— start —

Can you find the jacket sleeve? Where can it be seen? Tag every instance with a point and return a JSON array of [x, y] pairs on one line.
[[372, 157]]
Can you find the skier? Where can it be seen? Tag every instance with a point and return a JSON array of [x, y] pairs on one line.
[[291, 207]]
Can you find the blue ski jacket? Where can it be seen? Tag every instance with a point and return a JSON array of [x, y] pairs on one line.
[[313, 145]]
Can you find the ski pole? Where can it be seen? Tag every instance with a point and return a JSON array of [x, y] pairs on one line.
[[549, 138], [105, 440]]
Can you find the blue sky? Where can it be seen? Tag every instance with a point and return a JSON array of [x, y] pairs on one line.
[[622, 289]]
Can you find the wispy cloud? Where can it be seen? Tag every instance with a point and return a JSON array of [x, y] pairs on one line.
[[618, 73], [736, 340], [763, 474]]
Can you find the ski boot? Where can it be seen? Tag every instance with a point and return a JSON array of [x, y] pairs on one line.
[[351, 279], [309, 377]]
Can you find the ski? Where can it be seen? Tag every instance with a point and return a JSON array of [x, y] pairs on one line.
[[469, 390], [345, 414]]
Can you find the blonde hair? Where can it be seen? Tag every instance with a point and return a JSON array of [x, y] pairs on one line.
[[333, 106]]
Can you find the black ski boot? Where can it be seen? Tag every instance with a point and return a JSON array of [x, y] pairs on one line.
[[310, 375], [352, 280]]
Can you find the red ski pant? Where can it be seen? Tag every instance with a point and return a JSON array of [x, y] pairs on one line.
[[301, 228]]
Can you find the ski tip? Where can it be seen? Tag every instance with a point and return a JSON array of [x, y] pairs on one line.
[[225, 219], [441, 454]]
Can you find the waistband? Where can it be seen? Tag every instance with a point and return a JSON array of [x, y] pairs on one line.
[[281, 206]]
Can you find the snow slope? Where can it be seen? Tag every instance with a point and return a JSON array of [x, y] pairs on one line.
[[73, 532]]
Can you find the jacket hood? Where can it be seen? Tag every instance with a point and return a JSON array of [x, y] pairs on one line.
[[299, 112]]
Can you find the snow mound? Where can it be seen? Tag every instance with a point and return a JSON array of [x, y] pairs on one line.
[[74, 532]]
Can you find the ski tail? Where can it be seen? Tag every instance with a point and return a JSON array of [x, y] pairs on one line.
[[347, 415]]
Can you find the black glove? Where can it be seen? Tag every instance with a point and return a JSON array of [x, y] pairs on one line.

— end —

### Prompt
Print the data above without any changes, starting at its first line and going up to and including the line that contains "[[333, 106]]".

### Task response
Can you find the jacket sleeve? Where can it be seen? Tag every instance with a point and return a JSON array of [x, y] pairs on one line.
[[372, 157]]
Can you find the skier? Where can it be seen? Tag every instance with a point and return a JSON array of [x, y] pairs on one line.
[[291, 207]]
Can you find the blue ski jacket? Where can it be seen? Tag every instance with a point and return a JSON array of [x, y] pairs on one line.
[[313, 145]]
Can you find the ski pole? Where can it be seen? Tag every instance with a point and return a JSON array of [x, y] pairs on one line.
[[549, 138], [105, 440]]
Can you find the blue sky? Where can it be seen? Tag every instance with a point and return a JSON array of [x, y] pairs on one line.
[[622, 289]]
Can you find the wispy cloud? Where can it be seen? Tag every instance with a point and return a JSON array of [x, y] pairs on one line.
[[618, 73], [736, 340], [763, 474]]
Can you find the ski boot? Where can it be seen? Tag every instance with a point and return a JSON array of [x, y] pairs on one line.
[[351, 279], [309, 377]]
Can you find the ski? Where can it be seen? Tag every instance with a point and return a JSON array of [x, y] pairs on one line.
[[469, 390], [345, 414]]
Can you find the blonde hair? Where can it be seen? Tag every instance with a point and return a JSON array of [x, y] pairs on one line.
[[333, 106]]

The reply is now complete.